▶ Objective
Could you copy out the following items word for word, leaving every line as it is?

═════ Material supplied

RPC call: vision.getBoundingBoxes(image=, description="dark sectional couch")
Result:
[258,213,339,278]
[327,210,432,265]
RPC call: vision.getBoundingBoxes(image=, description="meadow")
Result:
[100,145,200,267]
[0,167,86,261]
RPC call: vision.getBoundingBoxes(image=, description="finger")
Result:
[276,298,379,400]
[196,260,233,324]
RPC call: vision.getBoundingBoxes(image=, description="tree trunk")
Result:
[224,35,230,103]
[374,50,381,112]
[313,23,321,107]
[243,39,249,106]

══════════

▶ Solution to the exercise
RPC call: vision.getBoundingBoxes(image=, description="dark sectional couch")
Result:
[258,213,339,278]
[327,210,432,265]
RPC call: vision.getBoundingBoxes(image=, description="meadow")
Result:
[100,145,200,267]
[0,167,86,261]
RPC call: vision.getBoundingBoxes(image=, description="finger")
Result:
[276,298,379,400]
[196,260,233,324]
RPC call: vision.getBoundingBoxes(image=, description="tree trunk")
Result:
[224,35,230,103]
[374,50,381,112]
[313,23,321,107]
[243,39,249,106]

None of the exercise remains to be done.